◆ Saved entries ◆
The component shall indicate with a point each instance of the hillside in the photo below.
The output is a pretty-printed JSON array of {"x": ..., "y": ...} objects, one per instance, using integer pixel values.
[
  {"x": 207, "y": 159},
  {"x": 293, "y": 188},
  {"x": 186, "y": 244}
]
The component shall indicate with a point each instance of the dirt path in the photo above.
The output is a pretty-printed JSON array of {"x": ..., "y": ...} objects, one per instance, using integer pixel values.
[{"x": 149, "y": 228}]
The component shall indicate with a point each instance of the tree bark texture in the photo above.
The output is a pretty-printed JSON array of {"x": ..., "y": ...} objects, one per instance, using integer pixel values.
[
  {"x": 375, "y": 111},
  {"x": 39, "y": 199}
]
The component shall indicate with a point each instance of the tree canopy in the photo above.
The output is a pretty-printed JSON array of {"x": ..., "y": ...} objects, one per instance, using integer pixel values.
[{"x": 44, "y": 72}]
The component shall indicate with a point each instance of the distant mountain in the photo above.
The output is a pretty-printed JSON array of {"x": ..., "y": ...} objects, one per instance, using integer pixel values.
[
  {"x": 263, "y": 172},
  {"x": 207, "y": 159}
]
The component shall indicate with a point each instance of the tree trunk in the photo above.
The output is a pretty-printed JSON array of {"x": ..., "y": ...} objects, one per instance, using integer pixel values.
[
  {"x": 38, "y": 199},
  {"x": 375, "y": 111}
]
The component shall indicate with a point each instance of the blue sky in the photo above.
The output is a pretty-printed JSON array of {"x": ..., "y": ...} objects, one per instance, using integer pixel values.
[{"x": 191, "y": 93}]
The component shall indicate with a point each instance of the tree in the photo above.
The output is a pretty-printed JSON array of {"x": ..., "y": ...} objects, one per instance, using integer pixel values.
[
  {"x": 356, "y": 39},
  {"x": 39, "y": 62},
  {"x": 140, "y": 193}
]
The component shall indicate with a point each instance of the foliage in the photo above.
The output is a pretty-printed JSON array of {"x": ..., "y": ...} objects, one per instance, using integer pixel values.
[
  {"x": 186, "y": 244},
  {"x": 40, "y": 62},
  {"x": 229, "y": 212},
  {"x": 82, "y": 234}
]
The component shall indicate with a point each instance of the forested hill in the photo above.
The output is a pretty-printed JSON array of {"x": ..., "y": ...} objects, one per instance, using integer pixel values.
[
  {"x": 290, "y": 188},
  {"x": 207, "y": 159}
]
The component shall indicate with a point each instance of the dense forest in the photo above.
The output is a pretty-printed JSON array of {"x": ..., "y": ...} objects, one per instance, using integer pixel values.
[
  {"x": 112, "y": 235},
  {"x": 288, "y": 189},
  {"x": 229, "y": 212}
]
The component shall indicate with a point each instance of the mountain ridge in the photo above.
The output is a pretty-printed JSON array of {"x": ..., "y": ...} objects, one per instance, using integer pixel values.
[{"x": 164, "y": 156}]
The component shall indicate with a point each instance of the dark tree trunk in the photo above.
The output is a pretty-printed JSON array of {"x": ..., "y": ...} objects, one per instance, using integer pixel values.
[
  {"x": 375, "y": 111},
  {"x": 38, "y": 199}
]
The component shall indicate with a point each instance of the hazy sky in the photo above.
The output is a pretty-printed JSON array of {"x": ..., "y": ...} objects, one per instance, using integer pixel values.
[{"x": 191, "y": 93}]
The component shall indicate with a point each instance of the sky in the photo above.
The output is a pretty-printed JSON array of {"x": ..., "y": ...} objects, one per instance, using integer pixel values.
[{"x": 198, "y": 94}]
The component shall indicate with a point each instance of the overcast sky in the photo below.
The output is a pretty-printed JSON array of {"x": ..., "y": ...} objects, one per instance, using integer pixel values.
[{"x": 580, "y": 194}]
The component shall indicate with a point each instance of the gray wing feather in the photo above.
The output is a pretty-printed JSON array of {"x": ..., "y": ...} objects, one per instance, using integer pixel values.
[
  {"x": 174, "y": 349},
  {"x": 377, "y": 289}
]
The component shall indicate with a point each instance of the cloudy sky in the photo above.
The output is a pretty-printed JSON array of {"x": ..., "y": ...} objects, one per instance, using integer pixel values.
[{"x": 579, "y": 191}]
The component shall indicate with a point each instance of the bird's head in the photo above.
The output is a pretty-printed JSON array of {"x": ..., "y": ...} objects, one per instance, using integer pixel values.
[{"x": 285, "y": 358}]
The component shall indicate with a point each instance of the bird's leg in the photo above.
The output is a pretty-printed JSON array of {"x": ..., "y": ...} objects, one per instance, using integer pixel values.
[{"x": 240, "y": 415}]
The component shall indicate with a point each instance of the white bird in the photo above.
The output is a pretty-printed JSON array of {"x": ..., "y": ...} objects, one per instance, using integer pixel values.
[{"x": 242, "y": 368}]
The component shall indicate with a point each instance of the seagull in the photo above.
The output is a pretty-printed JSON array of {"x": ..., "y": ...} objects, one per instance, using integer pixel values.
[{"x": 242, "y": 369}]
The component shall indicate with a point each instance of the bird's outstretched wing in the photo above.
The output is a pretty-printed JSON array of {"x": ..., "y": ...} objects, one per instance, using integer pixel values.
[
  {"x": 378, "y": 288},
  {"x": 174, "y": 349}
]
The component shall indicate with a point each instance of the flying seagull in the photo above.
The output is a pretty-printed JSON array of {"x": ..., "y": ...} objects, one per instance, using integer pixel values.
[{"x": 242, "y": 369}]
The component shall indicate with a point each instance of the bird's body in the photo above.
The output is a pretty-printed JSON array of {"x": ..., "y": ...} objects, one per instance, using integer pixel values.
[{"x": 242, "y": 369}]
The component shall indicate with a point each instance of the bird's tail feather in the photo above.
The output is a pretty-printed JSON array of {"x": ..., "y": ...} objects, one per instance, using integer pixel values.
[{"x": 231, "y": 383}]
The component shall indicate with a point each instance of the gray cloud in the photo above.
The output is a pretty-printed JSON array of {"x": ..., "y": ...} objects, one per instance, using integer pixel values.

◆ What is being asked ◆
Emit the records above again, exactly, with no line skipped.

◆ Result below ◆
The component shall indicate with a point each instance of the hillside in the photo below.
The output is a pretty-printed JSON array of {"x": ..., "y": ...} objects, one per instance, using integer pixel values.
[
  {"x": 207, "y": 159},
  {"x": 293, "y": 188},
  {"x": 186, "y": 244}
]
The component shall indicate with a point each instance of the dirt path in the photo above.
The output is a pretty-printed JSON array of {"x": ..., "y": ...} objects, one per instance, using integer pixel values.
[{"x": 149, "y": 228}]
The component shall indicate with a point each instance of the tree bark texture in the photo above.
The output is a pretty-printed JSON array of {"x": ..., "y": ...} objects, one per instance, using integer pixel values.
[
  {"x": 375, "y": 111},
  {"x": 39, "y": 199}
]
The component shall indicate with a point each instance of the tree canopy in the photo above.
The output is a pretty-printed JSON array of {"x": ..., "y": ...} objects, one per instance, using integer pixel values.
[{"x": 44, "y": 72}]
The component shall indicate with a point each instance of the distant mountain in the photo above.
The output is a pretty-printed JSON array of {"x": ..., "y": ...} objects, one per instance, using integer pixel values.
[
  {"x": 263, "y": 172},
  {"x": 207, "y": 159}
]
The component shall indicate with a point each instance of the tree trunk in the photo above.
The output is a pretty-printed JSON array of {"x": ..., "y": ...} objects, one per instance, using integer pixel values.
[
  {"x": 38, "y": 199},
  {"x": 375, "y": 111}
]
The component shall indicate with a point each instance of the blue sky in the photo above.
The output is a pretty-printed JSON array of {"x": ..., "y": ...} objects, one per instance, using integer pixel values.
[{"x": 191, "y": 93}]
The component shall indicate with a point each instance of the tree in the photo above.
The output is a pretty-printed JSON array of {"x": ..., "y": ...} objects, one per instance, using integer pixel values.
[
  {"x": 356, "y": 39},
  {"x": 39, "y": 62},
  {"x": 140, "y": 193}
]
The component shall indicate with a point each instance of the foliage in the photo above.
The output is a pretty-printed JSON array of {"x": ..., "y": ...} objects, one per instance, using integer pixel values.
[
  {"x": 186, "y": 244},
  {"x": 40, "y": 62},
  {"x": 229, "y": 212},
  {"x": 82, "y": 234}
]
The component shall indicate with a point each instance of the forested hill in the photo above.
The output is a pretty-printed JSON array of {"x": ..., "y": ...} objects, one per instance, using integer pixel values.
[
  {"x": 290, "y": 188},
  {"x": 207, "y": 159}
]
The component shall indicate with a point each instance of the dense forest in the photo above.
The output is a pretty-printed JSON array of {"x": ..., "y": ...} objects, one per instance, using integer pixel values.
[
  {"x": 112, "y": 235},
  {"x": 288, "y": 189},
  {"x": 229, "y": 212}
]
The component shall indicate with a point each instance of the mountain ridge in the photo above.
The output is a pretty-printed JSON array of {"x": ..., "y": ...} objects, one per instance, using integer pixel values.
[{"x": 164, "y": 156}]
The component shall indicate with a point each instance of the dark tree trunk in the photo above.
The output is a pretty-printed JSON array of {"x": ..., "y": ...} objects, one per instance, using integer pixel values.
[
  {"x": 375, "y": 111},
  {"x": 38, "y": 199}
]
The component shall indicate with a point each instance of the hazy sky in the photo above.
The output is a pretty-printed JSON array of {"x": ..., "y": ...} objects, one per instance, using integer pixel values.
[{"x": 191, "y": 93}]
The component shall indicate with a point each instance of the sky in the photo above.
The output is a pretty-printed JSON array of {"x": ..., "y": ...} objects, one per instance, using integer pixel values.
[{"x": 198, "y": 94}]
The component shall indicate with a point each instance of the overcast sky in the photo below.
The output is a pretty-printed JSON array of {"x": ..., "y": ...} objects, one per instance, using integer pixel values.
[{"x": 580, "y": 194}]
The component shall indicate with a point each instance of the gray wing feather in the photo above.
The output is a pretty-printed JSON array of {"x": ..., "y": ...} objects, one per instance, using integer pixel values.
[
  {"x": 174, "y": 349},
  {"x": 377, "y": 289}
]
The component shall indicate with a point each instance of the cloudy sky in the photo above.
The output is a pretty-printed JSON array of {"x": ..., "y": ...} objects, one per instance, using integer pixel values.
[{"x": 579, "y": 191}]
The component shall indicate with a point each instance of the bird's head in the photo above.
The output is a pretty-printed JSON array of {"x": ..., "y": ...} objects, one per instance, using integer pixel values.
[{"x": 285, "y": 358}]
The component shall indicate with a point each instance of the bird's leg in the photo above.
The output is a pretty-printed JSON array of {"x": ..., "y": ...} objects, one per instance, using integer pixel values.
[{"x": 240, "y": 415}]
The component shall indicate with a point each instance of the white bird in the photo above.
The output is a pretty-printed JSON array of {"x": ..., "y": ...} objects, one per instance, using integer pixel values.
[{"x": 242, "y": 368}]
The component shall indicate with a point each instance of the seagull in the photo above.
The output is a pretty-printed JSON array of {"x": ..., "y": ...} objects, one per instance, using integer pixel values.
[{"x": 242, "y": 369}]
The component shall indicate with a point each instance of the bird's outstretched wing in the photo above.
The output is a pretty-printed JSON array of {"x": ..., "y": ...} objects, one per instance, using integer pixel values.
[
  {"x": 378, "y": 288},
  {"x": 174, "y": 349}
]
The component shall indicate with a point each instance of the flying seagull in the photo above.
The output is a pretty-printed JSON array of {"x": ..., "y": ...} objects, one per instance, using integer pixel values.
[{"x": 242, "y": 369}]
The component shall indicate with a point each instance of the bird's body in the photo above.
The output is a pretty-printed JSON array of {"x": ..., "y": ...} objects, one per instance, using integer pixel values.
[{"x": 242, "y": 369}]
The component shall indicate with a point each instance of the bird's tail feather in the photo above.
The output is a pretty-printed JSON array of {"x": ..., "y": ...} objects, one per instance, using integer pixel values.
[{"x": 231, "y": 383}]
The component shall indicate with a point each instance of the gray cloud in the photo above.
The output is a pretty-printed JSON array of {"x": ..., "y": ...} objects, one per instance, using integer pixel values.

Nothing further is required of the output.